**Recorded data**.
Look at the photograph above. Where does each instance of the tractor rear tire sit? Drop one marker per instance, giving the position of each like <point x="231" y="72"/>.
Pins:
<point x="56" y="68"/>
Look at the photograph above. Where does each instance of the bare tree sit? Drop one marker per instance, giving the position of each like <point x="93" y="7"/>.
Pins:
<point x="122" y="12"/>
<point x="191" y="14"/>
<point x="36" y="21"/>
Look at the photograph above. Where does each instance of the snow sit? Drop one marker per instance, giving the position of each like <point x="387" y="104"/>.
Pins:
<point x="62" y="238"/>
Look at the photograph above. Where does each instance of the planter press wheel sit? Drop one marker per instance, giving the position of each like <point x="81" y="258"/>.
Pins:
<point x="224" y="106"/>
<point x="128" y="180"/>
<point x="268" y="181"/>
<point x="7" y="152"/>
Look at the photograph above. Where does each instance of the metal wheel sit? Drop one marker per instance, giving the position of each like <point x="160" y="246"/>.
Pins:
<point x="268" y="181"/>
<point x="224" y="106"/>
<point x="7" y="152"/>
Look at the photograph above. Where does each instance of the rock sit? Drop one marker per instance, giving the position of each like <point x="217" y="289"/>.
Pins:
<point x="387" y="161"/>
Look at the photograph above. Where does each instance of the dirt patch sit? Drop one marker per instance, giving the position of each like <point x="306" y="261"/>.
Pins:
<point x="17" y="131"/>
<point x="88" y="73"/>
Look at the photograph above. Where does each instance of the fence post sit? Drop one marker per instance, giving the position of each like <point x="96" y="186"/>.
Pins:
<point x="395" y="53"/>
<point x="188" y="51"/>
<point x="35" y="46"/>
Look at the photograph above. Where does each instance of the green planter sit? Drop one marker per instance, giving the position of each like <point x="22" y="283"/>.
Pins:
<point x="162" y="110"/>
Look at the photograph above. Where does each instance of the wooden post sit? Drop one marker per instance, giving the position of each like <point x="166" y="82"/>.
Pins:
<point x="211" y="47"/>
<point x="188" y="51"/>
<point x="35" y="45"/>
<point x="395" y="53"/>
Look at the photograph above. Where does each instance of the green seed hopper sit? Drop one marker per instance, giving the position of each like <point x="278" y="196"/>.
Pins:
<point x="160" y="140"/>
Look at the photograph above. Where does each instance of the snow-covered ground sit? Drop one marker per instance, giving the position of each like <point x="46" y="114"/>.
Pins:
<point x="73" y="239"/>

--

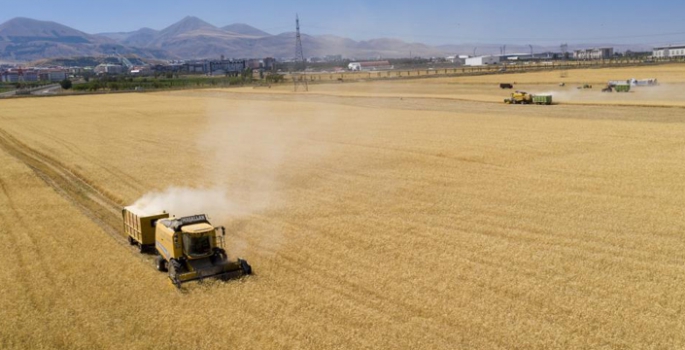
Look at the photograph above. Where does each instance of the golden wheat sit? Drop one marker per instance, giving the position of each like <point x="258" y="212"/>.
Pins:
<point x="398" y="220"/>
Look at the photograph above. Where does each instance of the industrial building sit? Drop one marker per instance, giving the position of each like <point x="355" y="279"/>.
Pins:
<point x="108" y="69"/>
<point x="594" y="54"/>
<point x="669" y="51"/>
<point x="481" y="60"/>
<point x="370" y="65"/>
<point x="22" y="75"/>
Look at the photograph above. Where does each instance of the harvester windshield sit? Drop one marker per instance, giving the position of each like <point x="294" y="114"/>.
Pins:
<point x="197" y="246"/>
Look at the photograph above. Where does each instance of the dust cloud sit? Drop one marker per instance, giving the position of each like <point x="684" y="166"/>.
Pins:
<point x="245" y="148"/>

**Description of the task**.
Within the data above, the lines from the one with "of the tractor" to the one with "of the metal" must be repeated exactly; no other line belongs in the answer.

**Solution**.
Look at the photograph above. Where does each instance of the tractor rear tire sit? Drop one marker per instance, giving the position of each like <point x="231" y="72"/>.
Pins:
<point x="56" y="68"/>
Look at the photograph above. Where does each instance of the bare tree sit? Drop one marker per instance, giving the position of each like <point x="93" y="7"/>.
Pins:
<point x="122" y="12"/>
<point x="191" y="14"/>
<point x="36" y="21"/>
Look at the photograph above. Where does each instance of the snow sit? Drop one marker per instance, giving the position of each like <point x="387" y="104"/>.
Pins:
<point x="62" y="238"/>
Look at the photograph above. Where does each instance of the planter press wheel sit? Drop one marker per instance, giving the position of each like <point x="81" y="258"/>.
Pins:
<point x="224" y="106"/>
<point x="128" y="180"/>
<point x="268" y="181"/>
<point x="7" y="152"/>
Look at the photograph above. Where does each instance of the metal wheel sit? Drop one marker per instance, giving the position of each like <point x="160" y="246"/>.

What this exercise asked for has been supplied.